Textauszug:
-.-.-

Kerber ist eine Frau mit rundem Gesicht und offenem Blick, geboren und aufgewachsen in dieser Stadt, die sie nur für ihr Studium in Rheinland-Pfalz verlassen hat. Auf einem Verkehrsschild am Parkplatz hinter dem Lausitz-Center hat sie die angewitterten Reste eines Aufklebers entdeckt: "Ewige Treue", schwarz-weiß in Versalien. Kerber popelt das "Treue" weg, den Rest lässt sie stehen. "Gegen 'ewig' ist nichts einzuwenden", sagt Kerber – der CVJM ist ein christlicher Verein. 

 

Der Polizist von damals ist heute bei der AfD


Es gibt wahrscheinlich in Hoyerswerda niemanden, der den Neonazis näher ist als die Frau vom CVJM. Mehrmals pro Woche schließt Kerber in der Grünanlage der Schweitzer-Straße einen bunt angestrichenen Bauwagen auf, sie stellt Bierbänke, Spielsachen und Sportgeräte auf die Wiese in den Schatten der Bäume. Dann kommen die Kinder, zwischen 10 und 13 Jahre alt, zum Basteln, Spielen, Reden. Ein Junge erzählt von der Eins in Mathe. Ein anderer von seinem fettleibigen Bruder, der beim Klauen im Supermarkt erwischt wurde, weil der Arzt sein Essen rationiert hat. Manche plappern gedankenlos nach, was sie zu Hause über Ausländer und Auschwitz hören. Kerber erklärt ihnen dann, was sie da eigentlich sagen, sie fragt nach, wenn einer behauptet, ein Asylant habe ihm das Handy geklaut. Anfang 2015 durften plötzlich mehrere Kinder nicht mehr an den Bauwagen kommen. Der CVJM hatte eine jugendliche Punkerin als Praktikantin eingestellt.

-.-.-

Aufgaben:
A. Prüfen Sie, ob die folgenden Aussagen mit dem Text über Kerber vom CVJM übereinstimmen, und belegen Sie jede Antwort mit den entscheidenden Worten des Textes: (i) Kerber hat ihre Heimatstadt nur für ihr Studium verlassen. (ii) Kerber entfernt den ganzen Aufkleber vom Verkehrsschild. (iii) Die Kinder am Bauwagen sind zwischen 10 und 13 Jahre alt.
B. Schreiben Sie den Text über Kerber und den Bauwagen des CVJM in Hoyerswerda weiter, beginnend nach seinem letzten Satz.

Datenauszüge:
-.-.-

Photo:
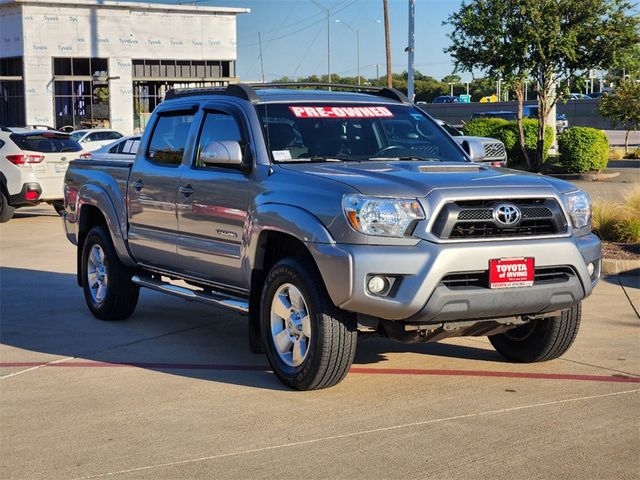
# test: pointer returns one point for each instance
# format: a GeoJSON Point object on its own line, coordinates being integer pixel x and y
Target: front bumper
{"type": "Point", "coordinates": [420, 294]}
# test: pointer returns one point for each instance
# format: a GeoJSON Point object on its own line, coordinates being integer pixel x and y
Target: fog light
{"type": "Point", "coordinates": [377, 284]}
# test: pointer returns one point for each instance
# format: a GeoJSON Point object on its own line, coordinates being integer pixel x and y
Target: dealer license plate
{"type": "Point", "coordinates": [511, 272]}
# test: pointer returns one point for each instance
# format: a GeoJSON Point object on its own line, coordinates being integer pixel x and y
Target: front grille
{"type": "Point", "coordinates": [490, 229]}
{"type": "Point", "coordinates": [494, 150]}
{"type": "Point", "coordinates": [471, 219]}
{"type": "Point", "coordinates": [480, 279]}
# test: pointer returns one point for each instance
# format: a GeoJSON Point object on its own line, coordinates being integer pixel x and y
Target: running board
{"type": "Point", "coordinates": [216, 299]}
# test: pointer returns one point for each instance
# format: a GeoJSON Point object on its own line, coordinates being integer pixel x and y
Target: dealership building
{"type": "Point", "coordinates": [106, 64]}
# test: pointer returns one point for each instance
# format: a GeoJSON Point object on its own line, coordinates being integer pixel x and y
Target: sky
{"type": "Point", "coordinates": [294, 36]}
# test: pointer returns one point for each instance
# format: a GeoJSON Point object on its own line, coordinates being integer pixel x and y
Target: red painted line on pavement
{"type": "Point", "coordinates": [356, 370]}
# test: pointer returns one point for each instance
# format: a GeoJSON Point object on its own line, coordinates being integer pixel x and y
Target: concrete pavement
{"type": "Point", "coordinates": [175, 393]}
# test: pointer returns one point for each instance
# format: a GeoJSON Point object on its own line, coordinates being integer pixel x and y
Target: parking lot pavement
{"type": "Point", "coordinates": [175, 393]}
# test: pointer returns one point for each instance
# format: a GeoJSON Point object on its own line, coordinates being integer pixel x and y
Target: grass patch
{"type": "Point", "coordinates": [616, 222]}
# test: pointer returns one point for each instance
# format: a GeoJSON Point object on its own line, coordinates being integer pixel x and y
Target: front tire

-.-.-

Lösungen:
A.
(i) Ja: „geboren und aufgewachsen in dieser Stadt, die sie nur für ihr Studium in Rheinland-Pfalz verlassen hat“
(ii) Nein: „Kerber popelt das "Treue" weg, den Rest lässt sie stehen.“
(iii) Ja: „zwischen 10 und 13 Jahre alt“

B.
 

Einige der Eltern lungern oft in Sichtweite des Bauwagens auf einem Spielplatz, sie rauchen, quatschen, manche trinken. Geht Kerber dort vorbei, stellen sich kahl rasierte Männer in frakturbeschrifteten T-Shirts breitbeinig hin, die Fäuste in die Hüften. Es ist ein nonverbales Signal im Ringen darum, wer die Hoheit hat hier auf der Schweitzer-Straße. Manchmal geht Kerber mit der ganzen Kindergruppe durch das Wohnviertel. Verdrängung durch Präsenz nennt sie das. "Man soll uns sehen."

 

Karsten Hilse, der Polizist von der Schweitzer-Straße, ist heute 52. Der Mann, der damals Neonazis davon abhielt, die Bewohner der Schweitzer-Straße anzugreifen, führt heute die AfD-Ortsgruppe von Hoyerswerda an. "Gewalt als Mittel politischer Auseinandersetzung lehne ich grundsätzlich ab", das betont er gleich mehrmals auf einem Spaziergang zwischen Schweitzer-Straße und Denkmal.

 

Schnell wird klar: Hilse ist ein Mann, der mit der eigenen Partei fremdelt. Er leugnet nicht, dass die Ablehnung des Islams und die geschürte Angst vor Kulturverlust Probleme sind, die in Hoyerswerda kaum eine Rolle spielen. Bedroht eine Moschee mit Minarett die Religionsfreiheit der Christen, wie es das AfD-Parteiprogramm glauben macht? Hilse erzählt etwas vom Dominanzanspruch des Islams und lenkt auf die Probleme der Energiewirtschaft in der Region. "Wir haben hier andere Sorgen." Würde er auch den Deutschen unterstellen, dass sie Probleme mit Jérôme Boateng haben, wie es AfD-Vize Alexander Gauland tat? "Ich persönlich mag Boateng sehr", sagt Hilse. Darf man mit so etwas Politik machen? "Ich würde das nicht."

 

Und gegen Flüchtlingsheime demonstrieren, wie es AfD-Spitzenpolitiker tun? Nein, sagt Hilse. Er habe aber schon mal darüber nachgedacht, in Hoyerswerda selbst zu einer Kundgebung aufzurufen – zu den regional wichtigen Themen. "Das Problem ist, dass man damit auch die Extremisten anzieht." Dann doch lieber keine Demo.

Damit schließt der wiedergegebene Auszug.